--- Begin Given records ---

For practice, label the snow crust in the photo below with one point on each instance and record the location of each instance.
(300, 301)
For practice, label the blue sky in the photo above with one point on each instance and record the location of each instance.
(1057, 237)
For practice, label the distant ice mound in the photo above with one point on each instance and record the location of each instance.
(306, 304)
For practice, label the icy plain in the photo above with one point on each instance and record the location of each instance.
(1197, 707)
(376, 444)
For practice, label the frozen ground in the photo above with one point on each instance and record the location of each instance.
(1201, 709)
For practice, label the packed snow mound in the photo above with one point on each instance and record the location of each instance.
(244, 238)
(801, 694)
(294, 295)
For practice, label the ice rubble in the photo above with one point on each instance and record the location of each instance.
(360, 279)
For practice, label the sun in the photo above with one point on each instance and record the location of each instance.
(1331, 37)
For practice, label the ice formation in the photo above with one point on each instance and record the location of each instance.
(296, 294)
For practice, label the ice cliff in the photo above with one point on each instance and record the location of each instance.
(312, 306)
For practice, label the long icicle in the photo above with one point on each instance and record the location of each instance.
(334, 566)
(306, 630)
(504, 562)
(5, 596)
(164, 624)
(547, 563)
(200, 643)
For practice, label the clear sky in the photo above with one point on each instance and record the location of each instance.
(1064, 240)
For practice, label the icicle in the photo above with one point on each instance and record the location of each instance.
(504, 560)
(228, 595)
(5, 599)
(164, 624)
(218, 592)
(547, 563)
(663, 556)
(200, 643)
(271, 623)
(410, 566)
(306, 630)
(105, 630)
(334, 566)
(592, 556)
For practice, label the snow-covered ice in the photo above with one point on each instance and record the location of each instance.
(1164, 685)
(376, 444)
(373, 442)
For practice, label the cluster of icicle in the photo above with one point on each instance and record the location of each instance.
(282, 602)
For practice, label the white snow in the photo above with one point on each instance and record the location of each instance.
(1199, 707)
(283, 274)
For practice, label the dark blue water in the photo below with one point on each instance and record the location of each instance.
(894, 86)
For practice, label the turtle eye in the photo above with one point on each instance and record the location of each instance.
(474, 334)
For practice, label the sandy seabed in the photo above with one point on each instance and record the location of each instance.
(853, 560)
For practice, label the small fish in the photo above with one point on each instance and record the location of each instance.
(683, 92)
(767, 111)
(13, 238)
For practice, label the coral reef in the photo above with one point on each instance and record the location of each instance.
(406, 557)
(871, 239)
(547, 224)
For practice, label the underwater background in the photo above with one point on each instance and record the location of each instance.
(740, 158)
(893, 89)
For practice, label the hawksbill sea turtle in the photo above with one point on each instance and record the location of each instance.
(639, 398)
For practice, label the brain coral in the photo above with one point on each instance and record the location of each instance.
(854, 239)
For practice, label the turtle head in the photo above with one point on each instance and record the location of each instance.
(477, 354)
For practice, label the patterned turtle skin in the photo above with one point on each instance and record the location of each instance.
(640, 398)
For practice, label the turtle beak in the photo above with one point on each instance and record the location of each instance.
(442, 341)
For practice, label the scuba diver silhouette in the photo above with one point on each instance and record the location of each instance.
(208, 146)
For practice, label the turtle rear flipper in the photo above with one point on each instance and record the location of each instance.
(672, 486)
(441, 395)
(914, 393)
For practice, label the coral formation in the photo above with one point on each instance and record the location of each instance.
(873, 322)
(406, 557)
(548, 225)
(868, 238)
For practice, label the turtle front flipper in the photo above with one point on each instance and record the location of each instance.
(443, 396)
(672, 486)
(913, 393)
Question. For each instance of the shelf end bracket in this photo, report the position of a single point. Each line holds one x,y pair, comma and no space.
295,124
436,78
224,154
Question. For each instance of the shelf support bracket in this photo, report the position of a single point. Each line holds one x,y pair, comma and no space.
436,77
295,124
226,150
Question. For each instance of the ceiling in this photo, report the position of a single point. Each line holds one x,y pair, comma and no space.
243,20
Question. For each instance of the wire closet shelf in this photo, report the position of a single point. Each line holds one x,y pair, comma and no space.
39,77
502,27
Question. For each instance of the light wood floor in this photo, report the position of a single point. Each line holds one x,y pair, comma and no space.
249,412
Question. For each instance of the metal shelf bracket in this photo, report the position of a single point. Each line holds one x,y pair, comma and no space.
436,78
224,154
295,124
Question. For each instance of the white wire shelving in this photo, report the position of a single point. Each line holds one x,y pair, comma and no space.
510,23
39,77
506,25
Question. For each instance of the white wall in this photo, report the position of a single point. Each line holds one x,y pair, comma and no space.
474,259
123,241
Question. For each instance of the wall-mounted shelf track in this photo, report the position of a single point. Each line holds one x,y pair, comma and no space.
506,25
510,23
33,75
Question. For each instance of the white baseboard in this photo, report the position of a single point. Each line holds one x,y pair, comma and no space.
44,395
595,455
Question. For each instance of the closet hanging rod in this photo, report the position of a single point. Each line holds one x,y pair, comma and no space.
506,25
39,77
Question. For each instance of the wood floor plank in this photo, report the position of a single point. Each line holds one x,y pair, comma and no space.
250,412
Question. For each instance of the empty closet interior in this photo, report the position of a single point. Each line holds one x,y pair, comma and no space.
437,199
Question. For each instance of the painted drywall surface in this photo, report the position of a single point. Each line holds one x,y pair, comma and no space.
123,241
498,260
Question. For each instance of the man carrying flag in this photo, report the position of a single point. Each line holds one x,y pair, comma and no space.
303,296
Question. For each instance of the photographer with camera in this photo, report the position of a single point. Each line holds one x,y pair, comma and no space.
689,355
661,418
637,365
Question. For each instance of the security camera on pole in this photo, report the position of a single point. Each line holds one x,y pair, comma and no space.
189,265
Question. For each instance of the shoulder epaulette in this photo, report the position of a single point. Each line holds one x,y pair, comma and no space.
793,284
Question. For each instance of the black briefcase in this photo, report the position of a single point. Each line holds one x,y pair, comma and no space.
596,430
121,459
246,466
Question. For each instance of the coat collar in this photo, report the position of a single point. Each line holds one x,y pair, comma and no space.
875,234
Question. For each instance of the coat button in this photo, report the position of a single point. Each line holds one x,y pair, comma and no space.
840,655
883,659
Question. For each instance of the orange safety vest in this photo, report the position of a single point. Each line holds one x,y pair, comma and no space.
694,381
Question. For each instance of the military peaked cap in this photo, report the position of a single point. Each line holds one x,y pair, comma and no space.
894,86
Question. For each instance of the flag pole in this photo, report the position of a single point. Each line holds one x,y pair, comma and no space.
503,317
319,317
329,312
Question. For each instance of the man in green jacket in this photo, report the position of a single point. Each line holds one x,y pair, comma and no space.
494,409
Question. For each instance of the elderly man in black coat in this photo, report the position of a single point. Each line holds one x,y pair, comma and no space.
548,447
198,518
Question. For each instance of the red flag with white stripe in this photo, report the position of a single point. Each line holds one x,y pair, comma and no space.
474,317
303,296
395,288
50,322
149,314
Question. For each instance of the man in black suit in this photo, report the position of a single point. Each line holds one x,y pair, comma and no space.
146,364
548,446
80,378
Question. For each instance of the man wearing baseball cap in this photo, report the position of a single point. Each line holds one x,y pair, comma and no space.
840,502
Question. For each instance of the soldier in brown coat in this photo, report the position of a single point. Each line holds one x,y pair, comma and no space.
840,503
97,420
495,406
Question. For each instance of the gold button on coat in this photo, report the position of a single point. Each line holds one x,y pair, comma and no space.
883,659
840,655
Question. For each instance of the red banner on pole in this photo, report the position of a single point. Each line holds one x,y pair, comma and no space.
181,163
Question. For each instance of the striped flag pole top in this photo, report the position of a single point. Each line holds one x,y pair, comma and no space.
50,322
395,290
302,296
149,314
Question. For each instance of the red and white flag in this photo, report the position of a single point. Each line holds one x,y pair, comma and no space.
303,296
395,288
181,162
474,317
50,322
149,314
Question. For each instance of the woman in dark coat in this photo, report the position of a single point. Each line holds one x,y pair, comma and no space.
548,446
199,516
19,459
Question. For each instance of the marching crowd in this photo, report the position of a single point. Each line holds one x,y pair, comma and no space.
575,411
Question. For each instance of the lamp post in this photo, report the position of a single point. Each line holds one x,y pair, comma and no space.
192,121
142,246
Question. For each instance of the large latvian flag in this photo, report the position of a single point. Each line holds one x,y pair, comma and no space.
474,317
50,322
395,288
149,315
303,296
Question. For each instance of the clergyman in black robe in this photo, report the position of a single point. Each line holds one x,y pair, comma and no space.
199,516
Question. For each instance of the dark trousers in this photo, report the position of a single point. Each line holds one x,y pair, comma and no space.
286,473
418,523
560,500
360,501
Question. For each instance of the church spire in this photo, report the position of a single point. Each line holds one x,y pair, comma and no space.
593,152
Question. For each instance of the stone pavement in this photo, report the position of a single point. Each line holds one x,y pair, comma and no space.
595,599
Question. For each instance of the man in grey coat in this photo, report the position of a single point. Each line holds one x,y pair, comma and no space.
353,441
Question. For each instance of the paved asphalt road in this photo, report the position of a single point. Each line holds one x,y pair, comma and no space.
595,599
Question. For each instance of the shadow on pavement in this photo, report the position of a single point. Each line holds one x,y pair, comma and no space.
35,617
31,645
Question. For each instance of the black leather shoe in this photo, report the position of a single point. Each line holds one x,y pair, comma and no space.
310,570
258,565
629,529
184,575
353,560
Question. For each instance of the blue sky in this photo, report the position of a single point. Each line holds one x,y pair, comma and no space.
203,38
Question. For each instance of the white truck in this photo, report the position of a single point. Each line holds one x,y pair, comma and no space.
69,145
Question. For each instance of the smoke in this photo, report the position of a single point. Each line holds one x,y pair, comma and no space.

--- End Given records ---

Copy the listing from its first line through the line that contains "(1057, 237)", swapping "practice" for "review" and keeping everything else the same.

For review, label the snow crust in the photo below with one point on each instance and record the location of each instance.
(300, 301)
For review, label the blue sky in the photo above with one point on each instance and record the location of each instance.
(1057, 237)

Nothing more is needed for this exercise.